- _YOUR TASK_:
Please write out the entire listing below word for word, keeping every line unchanged.

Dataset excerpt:
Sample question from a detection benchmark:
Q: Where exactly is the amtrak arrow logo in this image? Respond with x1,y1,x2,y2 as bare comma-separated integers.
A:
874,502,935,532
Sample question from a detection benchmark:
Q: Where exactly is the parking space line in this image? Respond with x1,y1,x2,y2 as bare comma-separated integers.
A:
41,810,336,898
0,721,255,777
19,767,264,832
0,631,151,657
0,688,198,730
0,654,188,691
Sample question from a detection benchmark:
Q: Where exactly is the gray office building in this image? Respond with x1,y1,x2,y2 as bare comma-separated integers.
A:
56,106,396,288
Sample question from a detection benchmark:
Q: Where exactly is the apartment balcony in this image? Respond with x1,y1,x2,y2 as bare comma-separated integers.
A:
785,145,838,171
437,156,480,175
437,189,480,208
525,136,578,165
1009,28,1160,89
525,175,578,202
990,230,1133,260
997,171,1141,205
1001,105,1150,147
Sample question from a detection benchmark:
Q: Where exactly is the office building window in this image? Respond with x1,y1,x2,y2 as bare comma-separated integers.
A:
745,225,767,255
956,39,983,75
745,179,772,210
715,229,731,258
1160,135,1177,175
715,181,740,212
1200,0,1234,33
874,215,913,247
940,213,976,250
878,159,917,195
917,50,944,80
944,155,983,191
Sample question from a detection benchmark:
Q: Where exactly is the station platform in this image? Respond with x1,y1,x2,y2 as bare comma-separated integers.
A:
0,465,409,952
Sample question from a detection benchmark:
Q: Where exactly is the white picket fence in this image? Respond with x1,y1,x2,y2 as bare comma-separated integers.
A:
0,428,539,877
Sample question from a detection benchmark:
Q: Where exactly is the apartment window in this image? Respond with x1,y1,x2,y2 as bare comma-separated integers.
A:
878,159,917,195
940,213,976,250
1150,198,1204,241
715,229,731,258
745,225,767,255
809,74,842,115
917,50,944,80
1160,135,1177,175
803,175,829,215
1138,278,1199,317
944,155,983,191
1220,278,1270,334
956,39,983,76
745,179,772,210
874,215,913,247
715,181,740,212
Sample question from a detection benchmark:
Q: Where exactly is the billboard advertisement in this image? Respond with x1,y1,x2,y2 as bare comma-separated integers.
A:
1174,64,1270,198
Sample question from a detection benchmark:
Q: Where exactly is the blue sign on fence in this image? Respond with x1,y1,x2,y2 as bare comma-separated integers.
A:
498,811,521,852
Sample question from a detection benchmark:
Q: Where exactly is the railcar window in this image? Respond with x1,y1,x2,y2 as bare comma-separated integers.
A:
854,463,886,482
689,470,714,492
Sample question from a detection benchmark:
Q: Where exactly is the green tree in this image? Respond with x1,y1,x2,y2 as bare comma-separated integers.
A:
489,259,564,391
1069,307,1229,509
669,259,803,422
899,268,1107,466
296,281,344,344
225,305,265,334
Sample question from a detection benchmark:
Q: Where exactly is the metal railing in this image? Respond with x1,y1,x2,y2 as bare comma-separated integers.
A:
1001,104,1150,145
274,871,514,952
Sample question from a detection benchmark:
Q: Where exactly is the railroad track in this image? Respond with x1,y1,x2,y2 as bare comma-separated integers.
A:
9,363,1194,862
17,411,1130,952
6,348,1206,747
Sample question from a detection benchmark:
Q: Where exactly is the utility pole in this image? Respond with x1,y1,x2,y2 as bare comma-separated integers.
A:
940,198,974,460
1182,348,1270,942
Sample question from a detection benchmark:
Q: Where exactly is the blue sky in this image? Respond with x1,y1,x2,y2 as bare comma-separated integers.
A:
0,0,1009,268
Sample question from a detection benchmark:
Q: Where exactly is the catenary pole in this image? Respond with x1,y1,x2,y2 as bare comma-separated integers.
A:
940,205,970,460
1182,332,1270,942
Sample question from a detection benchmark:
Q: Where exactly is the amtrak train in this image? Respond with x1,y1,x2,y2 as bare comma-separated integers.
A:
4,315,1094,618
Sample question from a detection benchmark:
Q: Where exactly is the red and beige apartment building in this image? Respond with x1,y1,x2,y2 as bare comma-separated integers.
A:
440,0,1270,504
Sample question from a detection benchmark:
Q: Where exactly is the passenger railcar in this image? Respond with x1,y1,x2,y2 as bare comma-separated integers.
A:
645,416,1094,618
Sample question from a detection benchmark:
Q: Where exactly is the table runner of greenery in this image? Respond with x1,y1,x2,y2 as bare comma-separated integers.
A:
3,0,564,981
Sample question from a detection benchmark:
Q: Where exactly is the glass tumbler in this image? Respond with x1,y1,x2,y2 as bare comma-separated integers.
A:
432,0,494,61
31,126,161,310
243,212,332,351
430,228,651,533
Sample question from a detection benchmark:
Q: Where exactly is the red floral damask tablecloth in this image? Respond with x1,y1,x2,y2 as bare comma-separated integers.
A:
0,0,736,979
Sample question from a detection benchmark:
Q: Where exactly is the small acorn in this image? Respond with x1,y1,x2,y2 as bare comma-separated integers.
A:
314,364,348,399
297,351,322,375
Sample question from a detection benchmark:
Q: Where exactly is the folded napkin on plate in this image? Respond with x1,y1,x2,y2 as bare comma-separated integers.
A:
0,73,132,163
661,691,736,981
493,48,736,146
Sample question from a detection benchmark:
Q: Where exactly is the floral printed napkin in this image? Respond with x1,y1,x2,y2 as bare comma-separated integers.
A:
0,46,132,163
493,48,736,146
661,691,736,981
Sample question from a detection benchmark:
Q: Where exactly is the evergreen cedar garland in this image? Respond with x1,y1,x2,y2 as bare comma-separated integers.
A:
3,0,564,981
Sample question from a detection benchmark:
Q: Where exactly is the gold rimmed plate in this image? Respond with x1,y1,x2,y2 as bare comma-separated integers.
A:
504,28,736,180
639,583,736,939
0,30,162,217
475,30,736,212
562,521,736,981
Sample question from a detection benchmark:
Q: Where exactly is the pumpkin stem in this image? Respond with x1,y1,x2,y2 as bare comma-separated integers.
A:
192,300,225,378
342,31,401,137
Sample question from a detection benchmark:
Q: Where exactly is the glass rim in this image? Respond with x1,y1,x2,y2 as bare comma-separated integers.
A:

- _COMPLETE OUTPUT_:
Sample question from a detection benchmark:
Q: Where exactly is the amtrak arrow logo in this image? Respond with x1,y1,x2,y2 as bare comma-separated integers.
A:
874,502,935,532
Sample question from a detection benchmark:
Q: Where exactly is the parking space line in this image? Respond with x1,y1,x2,y2 as bare comma-separated integers.
A:
41,810,336,898
0,721,255,777
19,767,264,832
0,631,151,657
0,688,198,730
0,654,188,691
Sample question from a detection benchmark:
Q: Where exactly is the gray office building in this image? Respond with x1,y1,x2,y2 as bare comma-separated integers.
A:
56,106,396,288
Sample question from a detection benchmark:
Q: Where exactly is the apartment balcony in this image? Respond with x1,y1,x2,y2 as bare comma-separated integers.
A:
785,145,838,171
437,156,480,175
437,189,480,208
525,136,578,165
1009,28,1160,89
525,175,578,202
990,230,1133,260
997,171,1141,205
1001,105,1150,147
Sample question from a detection benchmark:
Q: Where exactly is the office building window in this image? Respond with x1,y1,x2,y2 as bare comma-separated integers.
A:
745,225,767,255
956,39,983,75
745,179,772,210
715,229,731,258
1160,135,1177,175
715,181,740,212
1200,0,1234,33
874,215,913,247
940,213,976,250
878,159,917,195
917,50,944,80
944,155,983,191
Sample question from a detection benchmark:
Q: Where exactly is the station platform in this image? Respond with x1,y1,x2,y2 as bare comma-separated integers.
A:
0,465,409,952
Sample question from a detection benchmark:
Q: Where exactly is the white picket fence in this image? Respond with x1,y1,x2,y2 as bare comma-separated integers.
A:
0,428,539,877
Sample question from a detection benchmark:
Q: Where exactly is the apartment window in this image? Respond with x1,y1,x2,y2 as bare comma-separated integers.
A:
878,159,917,195
940,213,976,250
1150,198,1204,241
715,229,731,258
745,225,767,255
809,74,842,115
917,50,944,80
1160,135,1177,175
803,175,829,215
1138,278,1199,317
944,155,983,191
1220,278,1270,334
956,39,983,76
745,179,772,210
874,215,913,247
715,181,740,212
Sample question from a detection benchmark:
Q: Where exactly is the billboard advertisement in this image? Respond with x1,y1,x2,y2 as bare comma-separated integers.
A:
1174,64,1270,198
Sample question from a detection benchmark:
Q: Where exactly is the blue sign on fence in this image? Respond with x1,y1,x2,y2 as bare comma-separated integers.
A:
498,811,521,852
Sample question from a detection benchmark:
Q: Where exactly is the railcar window in this image? Respond with x1,y1,x2,y2 as bare comma-separated integers.
A:
854,463,886,482
689,470,714,492
Sample question from a detection benchmark:
Q: Where exactly is the green tree in this image? Respond with x1,y1,x2,y2 as bare comma-separated integers.
A:
489,259,564,391
1069,307,1229,509
669,259,803,422
899,268,1107,466
296,281,344,344
225,305,265,334
Sample question from a detection benchmark:
Q: Where exactly is the metal railing in this image? Respond with x1,y1,x2,y2 as bare comma-separated integers.
A:
1001,104,1150,145
274,871,514,952
Sample question from a detection benchmark:
Q: Where exactly is the railroad track in this image? Respond with x1,y1,x2,y2 as bare comma-separated integers.
A:
9,363,1194,862
17,411,1130,952
6,348,1206,747
Sample question from a detection benchmark:
Q: Where exactly is the utility pole in this image? Respond with x1,y1,x2,y2 as bare comma-separated integers.
A:
940,198,974,460
1182,348,1270,942
Sample question from a detection benchmark:
Q: Where exactly is the blue sky in this image? Respond with x1,y1,x2,y2 as bare comma-separated integers.
A:
0,0,1009,268
Sample question from a detection benchmark:
Q: Where exactly is the catenary pole in this image? Respond with x1,y1,x2,y2 as bare comma-separated integers.
A:
940,205,970,460
1182,332,1270,942
Sample question from a detection benchmark:
Q: Where exactly is the amtrak train in this image? Respond with x1,y1,x2,y2 as bare comma-separated integers.
A:
4,315,1094,618
Sample question from a detection benchmark:
Q: Where exactly is the red and beige apartment building in this image? Respond with x1,y1,x2,y2 as bare comma-separated integers.
A:
440,0,1270,504
Sample question from a detection benchmark:
Q: Where exactly is the passenger railcar in this image? Respond with x1,y1,x2,y2 as bare comma-separated integers.
A:
645,416,1094,618
Sample question from a detection benchmark:
Q: Where exactly is the table runner of greenery in this image? Respond with x1,y1,x2,y2 as bare comma-separated integers.
A:
3,0,564,981
Sample question from a detection benchmark:
Q: Where exactly is the glass tumbler in this image? Respond with x1,y1,x2,y2 as bare comma-separated integers.
A:
432,0,494,61
31,126,161,310
243,212,332,351
430,228,651,533
Sample question from a detection benchmark:
Q: Where exactly is the red floral damask tablecloth in this image? Respond with x1,y1,x2,y2 as bare comma-separated integers.
A:
0,0,736,979
Sample question from a detection benchmark:
Q: Where exactly is the small acorn in this image? Respond with x1,y1,x2,y2 as bare comma-separated integers.
A:
314,364,348,399
297,351,322,375
Sample question from a detection benchmark:
Q: Where exactly is the folded napkin on plate in this image? Respond with x1,y1,x2,y2 as bare comma-separated integers.
A:
0,73,132,163
661,691,736,981
493,48,736,146
Sample question from a detection benchmark:
Q: Where exactly is the floral printed napkin in this image? Respond with x1,y1,x2,y2 as bare comma-separated integers.
A:
0,46,132,163
493,48,736,146
661,691,736,981
Sample question from a detection benchmark:
Q: Where exactly is the evergreen cedar garland in this image? Respond with x1,y1,x2,y2 as bare comma-separated integers.
A:
3,0,564,981
Sample question from a detection benchmark:
Q: Where exactly is the gold rimmed plate in this image? Respond with x1,y1,x2,y2 as bare comma-separated integers.
A:
504,28,736,180
639,583,736,939
0,30,162,217
475,30,736,212
562,521,736,981
Sample question from a detection benchmark:
Q: Where exactly is the pumpkin stem in this image? Respond with x1,y1,x2,y2 as bare comma-separated integers.
A:
192,300,225,378
342,31,401,137
Sample question from a detection benchmark:
Q: Where exactly is the glass rim in this image? Respond with x1,y1,x2,y2 as bare comma-separated integers.
A:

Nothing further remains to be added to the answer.